GIVEN REQUEST
Rewrite the records starting at the line containing "the red t-shirt" and ending at the line containing "pixel 198 123", replacing "red t-shirt" with "red shirt" and keeping everything else the same.

(Collection entries)
— BEGIN —
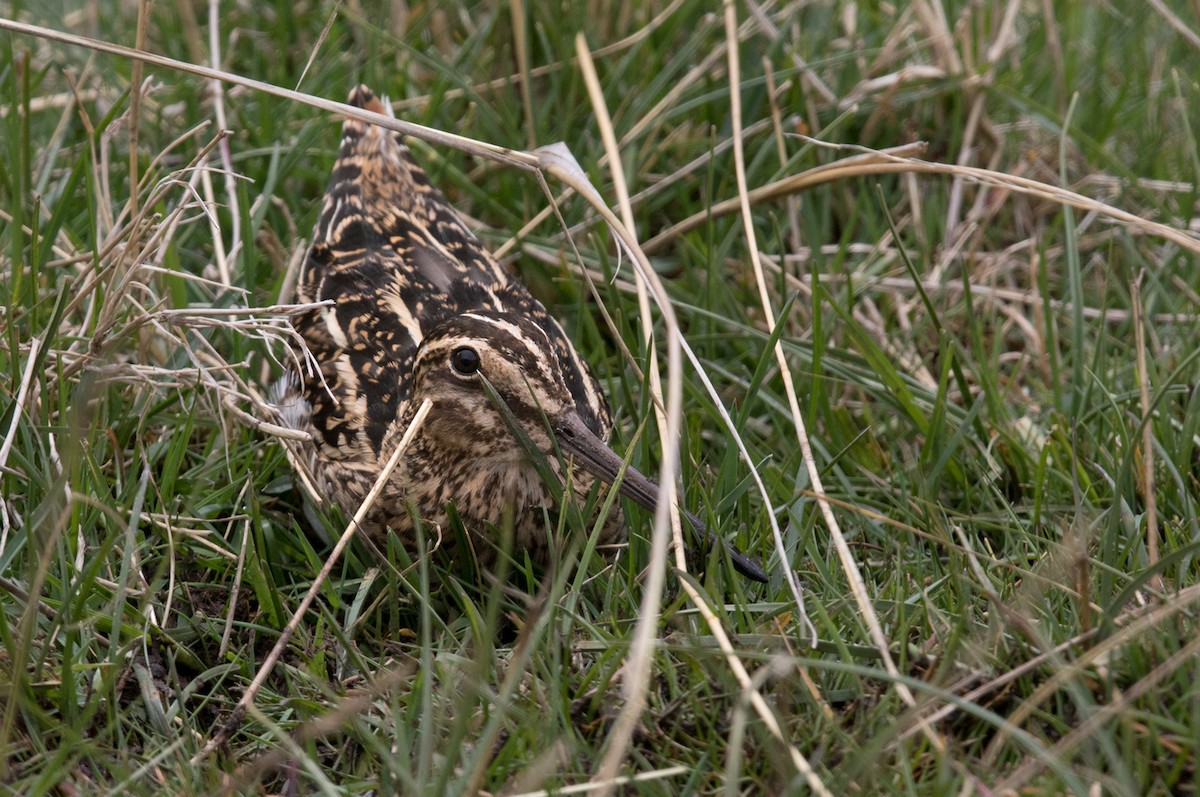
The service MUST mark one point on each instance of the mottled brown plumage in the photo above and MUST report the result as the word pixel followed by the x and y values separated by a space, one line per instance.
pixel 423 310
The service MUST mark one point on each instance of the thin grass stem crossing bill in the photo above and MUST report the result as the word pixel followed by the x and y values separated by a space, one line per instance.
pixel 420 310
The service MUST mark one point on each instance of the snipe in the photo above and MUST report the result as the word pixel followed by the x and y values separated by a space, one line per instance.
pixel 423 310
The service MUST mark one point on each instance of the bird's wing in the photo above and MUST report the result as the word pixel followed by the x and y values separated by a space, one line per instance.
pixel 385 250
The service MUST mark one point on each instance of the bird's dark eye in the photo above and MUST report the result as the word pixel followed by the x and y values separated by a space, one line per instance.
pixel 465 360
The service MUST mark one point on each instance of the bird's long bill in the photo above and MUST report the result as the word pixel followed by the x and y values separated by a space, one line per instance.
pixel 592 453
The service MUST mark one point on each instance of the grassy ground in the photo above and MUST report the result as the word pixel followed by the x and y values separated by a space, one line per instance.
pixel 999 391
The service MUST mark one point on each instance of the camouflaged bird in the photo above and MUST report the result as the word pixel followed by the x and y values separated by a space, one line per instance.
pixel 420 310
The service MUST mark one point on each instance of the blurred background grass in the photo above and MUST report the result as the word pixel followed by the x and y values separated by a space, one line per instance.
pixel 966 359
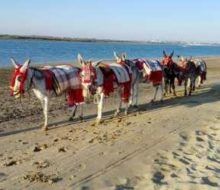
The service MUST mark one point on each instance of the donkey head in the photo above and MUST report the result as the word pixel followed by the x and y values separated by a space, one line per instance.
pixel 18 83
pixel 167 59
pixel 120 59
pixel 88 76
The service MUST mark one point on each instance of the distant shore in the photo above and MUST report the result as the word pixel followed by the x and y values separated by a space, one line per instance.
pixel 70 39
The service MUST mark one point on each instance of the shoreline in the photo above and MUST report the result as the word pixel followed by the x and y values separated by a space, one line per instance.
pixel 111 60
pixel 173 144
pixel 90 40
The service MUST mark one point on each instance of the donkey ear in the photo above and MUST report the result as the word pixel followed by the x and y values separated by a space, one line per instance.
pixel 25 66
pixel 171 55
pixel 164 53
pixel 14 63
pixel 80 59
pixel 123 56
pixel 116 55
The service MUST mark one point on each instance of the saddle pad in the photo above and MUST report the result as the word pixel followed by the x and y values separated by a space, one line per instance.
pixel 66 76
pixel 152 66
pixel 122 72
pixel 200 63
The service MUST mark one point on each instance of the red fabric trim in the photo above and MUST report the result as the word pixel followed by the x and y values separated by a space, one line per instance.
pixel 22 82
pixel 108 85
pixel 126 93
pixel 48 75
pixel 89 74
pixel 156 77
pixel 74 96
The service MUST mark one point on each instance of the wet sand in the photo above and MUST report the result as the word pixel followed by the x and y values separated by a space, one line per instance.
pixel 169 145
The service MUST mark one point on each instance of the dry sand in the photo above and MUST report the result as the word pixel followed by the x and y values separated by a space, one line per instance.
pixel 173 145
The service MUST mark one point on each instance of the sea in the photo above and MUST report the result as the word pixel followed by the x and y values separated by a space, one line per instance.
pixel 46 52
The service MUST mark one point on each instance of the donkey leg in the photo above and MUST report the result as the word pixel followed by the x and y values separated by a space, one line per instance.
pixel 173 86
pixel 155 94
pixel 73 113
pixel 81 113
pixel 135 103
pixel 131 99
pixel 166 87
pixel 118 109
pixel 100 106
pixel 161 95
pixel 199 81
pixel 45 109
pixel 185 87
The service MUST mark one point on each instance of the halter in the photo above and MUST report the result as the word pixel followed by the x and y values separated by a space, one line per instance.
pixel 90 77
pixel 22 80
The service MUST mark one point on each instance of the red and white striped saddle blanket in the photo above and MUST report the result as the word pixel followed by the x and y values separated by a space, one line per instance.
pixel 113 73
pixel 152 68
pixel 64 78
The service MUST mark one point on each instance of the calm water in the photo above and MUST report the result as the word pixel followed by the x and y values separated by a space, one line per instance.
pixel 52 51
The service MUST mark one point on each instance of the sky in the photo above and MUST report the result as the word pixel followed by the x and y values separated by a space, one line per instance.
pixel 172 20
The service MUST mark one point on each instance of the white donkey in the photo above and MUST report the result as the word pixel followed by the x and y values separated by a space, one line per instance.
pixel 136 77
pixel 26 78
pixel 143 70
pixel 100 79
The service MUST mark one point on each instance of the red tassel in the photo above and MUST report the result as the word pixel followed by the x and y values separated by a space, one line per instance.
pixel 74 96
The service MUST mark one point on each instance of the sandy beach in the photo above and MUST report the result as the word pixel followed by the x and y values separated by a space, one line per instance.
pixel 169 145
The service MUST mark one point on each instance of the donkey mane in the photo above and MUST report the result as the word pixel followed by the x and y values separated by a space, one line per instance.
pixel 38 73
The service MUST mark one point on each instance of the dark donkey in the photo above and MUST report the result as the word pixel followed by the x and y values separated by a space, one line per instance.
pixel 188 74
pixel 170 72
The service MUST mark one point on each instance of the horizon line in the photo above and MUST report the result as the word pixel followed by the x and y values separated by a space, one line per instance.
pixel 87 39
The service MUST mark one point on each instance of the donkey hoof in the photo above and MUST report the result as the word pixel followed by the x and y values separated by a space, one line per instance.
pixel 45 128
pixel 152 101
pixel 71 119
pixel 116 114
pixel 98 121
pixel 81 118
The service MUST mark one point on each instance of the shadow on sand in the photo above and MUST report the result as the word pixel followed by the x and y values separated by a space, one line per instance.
— END —
— BEGIN —
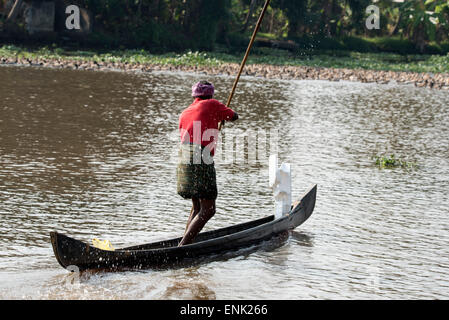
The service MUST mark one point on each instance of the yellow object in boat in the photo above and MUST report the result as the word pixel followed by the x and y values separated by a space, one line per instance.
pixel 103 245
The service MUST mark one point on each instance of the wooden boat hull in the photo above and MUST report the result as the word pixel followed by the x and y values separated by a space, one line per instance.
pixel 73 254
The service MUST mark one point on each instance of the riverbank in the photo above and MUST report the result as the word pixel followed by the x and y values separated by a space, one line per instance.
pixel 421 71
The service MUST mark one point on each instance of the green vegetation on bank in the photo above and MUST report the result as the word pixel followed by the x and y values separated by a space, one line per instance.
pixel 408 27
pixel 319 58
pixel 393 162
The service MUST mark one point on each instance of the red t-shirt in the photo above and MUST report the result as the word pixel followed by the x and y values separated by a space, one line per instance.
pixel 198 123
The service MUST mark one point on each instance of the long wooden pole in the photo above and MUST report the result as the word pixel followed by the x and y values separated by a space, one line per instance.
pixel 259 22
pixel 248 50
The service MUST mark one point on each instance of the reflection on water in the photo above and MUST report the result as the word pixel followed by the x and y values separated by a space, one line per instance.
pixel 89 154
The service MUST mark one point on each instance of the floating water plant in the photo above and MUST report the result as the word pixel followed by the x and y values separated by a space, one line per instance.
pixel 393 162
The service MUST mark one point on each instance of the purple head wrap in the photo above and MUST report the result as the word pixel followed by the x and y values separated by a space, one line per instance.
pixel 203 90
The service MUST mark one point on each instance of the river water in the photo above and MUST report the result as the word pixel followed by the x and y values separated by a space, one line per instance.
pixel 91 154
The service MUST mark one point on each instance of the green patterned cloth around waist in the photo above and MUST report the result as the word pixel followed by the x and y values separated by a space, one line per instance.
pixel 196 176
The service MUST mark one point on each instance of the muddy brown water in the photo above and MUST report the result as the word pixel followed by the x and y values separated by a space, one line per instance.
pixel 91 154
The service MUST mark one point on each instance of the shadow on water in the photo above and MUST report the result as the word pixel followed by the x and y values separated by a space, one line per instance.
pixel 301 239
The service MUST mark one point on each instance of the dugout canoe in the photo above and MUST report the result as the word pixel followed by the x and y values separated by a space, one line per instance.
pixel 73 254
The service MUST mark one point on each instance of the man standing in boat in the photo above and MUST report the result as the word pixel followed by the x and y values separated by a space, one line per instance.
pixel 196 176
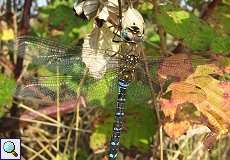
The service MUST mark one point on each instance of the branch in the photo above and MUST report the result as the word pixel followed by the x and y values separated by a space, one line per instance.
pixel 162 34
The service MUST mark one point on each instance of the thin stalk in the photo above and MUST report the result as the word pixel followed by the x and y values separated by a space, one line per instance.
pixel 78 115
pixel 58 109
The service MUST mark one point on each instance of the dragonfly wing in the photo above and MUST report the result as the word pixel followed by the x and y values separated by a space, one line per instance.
— END —
EXERCISE ANSWER
The service MUST mark one point on each instance of the red shirt in the photo above and MUST report the result as the word pixel followed by the x and y values separated by a space, one line per instance.
pixel 198 123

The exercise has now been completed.